What to work on: Output every line of the data below verbatim, changing nothing.

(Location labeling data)
## begin
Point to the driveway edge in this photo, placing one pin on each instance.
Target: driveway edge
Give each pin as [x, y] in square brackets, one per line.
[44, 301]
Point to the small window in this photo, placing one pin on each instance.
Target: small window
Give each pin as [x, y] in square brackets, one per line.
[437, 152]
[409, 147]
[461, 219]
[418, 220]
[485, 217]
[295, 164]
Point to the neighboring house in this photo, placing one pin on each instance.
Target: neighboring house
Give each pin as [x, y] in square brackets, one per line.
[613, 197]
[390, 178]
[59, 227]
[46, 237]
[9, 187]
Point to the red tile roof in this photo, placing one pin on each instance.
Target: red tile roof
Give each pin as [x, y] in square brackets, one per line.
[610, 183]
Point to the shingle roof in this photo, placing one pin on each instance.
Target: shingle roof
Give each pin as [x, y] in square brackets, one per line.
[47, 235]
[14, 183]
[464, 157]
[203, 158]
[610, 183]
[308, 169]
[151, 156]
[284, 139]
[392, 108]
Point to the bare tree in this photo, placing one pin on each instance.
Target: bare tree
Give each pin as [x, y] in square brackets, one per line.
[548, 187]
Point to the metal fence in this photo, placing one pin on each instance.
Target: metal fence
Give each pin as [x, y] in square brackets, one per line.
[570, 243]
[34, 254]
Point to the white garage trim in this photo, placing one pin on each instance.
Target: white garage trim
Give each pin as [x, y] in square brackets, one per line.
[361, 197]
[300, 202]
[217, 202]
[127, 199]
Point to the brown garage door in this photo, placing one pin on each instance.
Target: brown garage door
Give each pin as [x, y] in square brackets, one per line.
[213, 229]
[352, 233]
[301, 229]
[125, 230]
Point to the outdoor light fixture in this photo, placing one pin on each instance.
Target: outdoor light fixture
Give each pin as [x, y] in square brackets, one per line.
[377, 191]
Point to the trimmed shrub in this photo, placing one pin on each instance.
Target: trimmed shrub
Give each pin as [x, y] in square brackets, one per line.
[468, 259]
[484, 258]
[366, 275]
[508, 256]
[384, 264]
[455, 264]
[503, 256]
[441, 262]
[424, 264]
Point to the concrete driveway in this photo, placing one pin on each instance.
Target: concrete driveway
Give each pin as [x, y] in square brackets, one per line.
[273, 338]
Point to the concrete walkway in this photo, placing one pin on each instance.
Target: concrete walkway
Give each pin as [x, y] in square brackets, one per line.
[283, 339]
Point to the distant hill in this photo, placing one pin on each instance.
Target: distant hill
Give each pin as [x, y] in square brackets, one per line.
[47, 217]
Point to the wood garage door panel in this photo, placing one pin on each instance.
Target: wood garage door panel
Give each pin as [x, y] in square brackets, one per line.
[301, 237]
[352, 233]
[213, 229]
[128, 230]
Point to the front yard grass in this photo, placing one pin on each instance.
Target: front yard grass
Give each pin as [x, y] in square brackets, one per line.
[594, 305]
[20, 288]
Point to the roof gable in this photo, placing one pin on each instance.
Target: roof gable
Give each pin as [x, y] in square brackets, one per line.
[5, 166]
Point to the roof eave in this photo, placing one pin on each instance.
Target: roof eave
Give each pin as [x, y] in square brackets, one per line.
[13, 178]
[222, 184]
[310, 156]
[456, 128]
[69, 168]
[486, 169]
## end
Answer to this task:
Point to the driveway edge in this photo, placing one pin on each instance.
Target: driveway edge
Give each pin as [x, y] in square brackets, one per line.
[44, 301]
Point to the small window in this photo, placing one pin on each instance.
Target: small window
Give each pin as [x, y] in square brackets, one per line.
[437, 152]
[409, 147]
[461, 219]
[418, 220]
[485, 217]
[295, 164]
Point to the neighboring house in this photo, placing one pin on each instance.
Target: neighboring house
Give each pin as [x, y] in square brackets, one per line.
[613, 197]
[390, 178]
[59, 227]
[46, 237]
[9, 187]
Point to the red tile roof in this photo, placing one pin on each instance.
Target: red tile roof
Give each pin as [x, y] in square brackets, one per line.
[610, 183]
Point to the shingle roof in this photo, placing one pin on each instance.
Target: shingle roof
Give each pin as [x, y] in square brackets, one per line.
[47, 235]
[14, 183]
[464, 157]
[203, 158]
[610, 183]
[308, 169]
[151, 156]
[284, 139]
[392, 108]
Point to the bare tree in this photo, placing one pin on each instance.
Target: bare tree
Give each pin as [x, y] in square brackets, one per line.
[548, 187]
Point to the metal fence in this photo, placing one pin on each instance.
Target: metal fence
Give each pin as [x, y] in square brackets, one per line.
[570, 243]
[34, 254]
Point to the white garage trim in this photo, placing one pin on each instance.
Target: white garage trim
Give each pin as [x, y] in square brackets, one per line.
[361, 197]
[300, 202]
[217, 202]
[127, 199]
Point to the brown garage door in this photo, placing one pin on each instance.
Target: brown garage door
Give each pin as [x, y] in square brackets, one per line.
[213, 229]
[352, 233]
[301, 229]
[125, 230]
Point to the outdoor light fixture in this photo, placing one pin on each instance.
Target: outdoor light fixture
Give each pin as [x, y] in square brackets, one per line.
[377, 191]
Point to the trimmed shrub in this photo, placing one pin on each instance.
Target: trimmed shrub
Give each pin as [x, y] in square brackets, one per line.
[468, 259]
[484, 258]
[366, 275]
[508, 256]
[384, 264]
[455, 264]
[503, 256]
[441, 262]
[424, 264]
Point to the concrete driveway in this photo, placing one pin on each instance.
Target: concrete driveway
Give each pin as [x, y] in square brackets, one per line.
[273, 338]
Point to the concrete walkway in this photo, placing one pin on each instance.
Target: concrete walkway
Give each pin as [x, y] in square brackets, one per line.
[283, 339]
Point to the distant hill in this photo, placing one pin on each instance.
Target: distant hill
Give each pin as [x, y] in square brackets, one per line.
[47, 217]
Point to the wood garage door panel in this photo, placing one pin on each instance.
Target: wood garage door panel
Give each pin as [x, y] in square brackets, one per line.
[301, 237]
[352, 233]
[213, 229]
[128, 230]
Point to the front yard grass in this photo, placing one pin on each instance.
Target: front yard grass
Give each pin as [x, y] in square brackets, one per line.
[594, 305]
[20, 288]
Point to the roof gable in this photo, placing one pin on each instance.
Target: roof gable
Give each pin as [x, y] in square brackets, one per line.
[5, 166]
Point to the roof eave in this photo, placing one pin on each instance.
Target: roof eave
Give each pin as [x, y] in square brackets, one per line.
[13, 178]
[222, 184]
[310, 156]
[456, 128]
[69, 168]
[486, 169]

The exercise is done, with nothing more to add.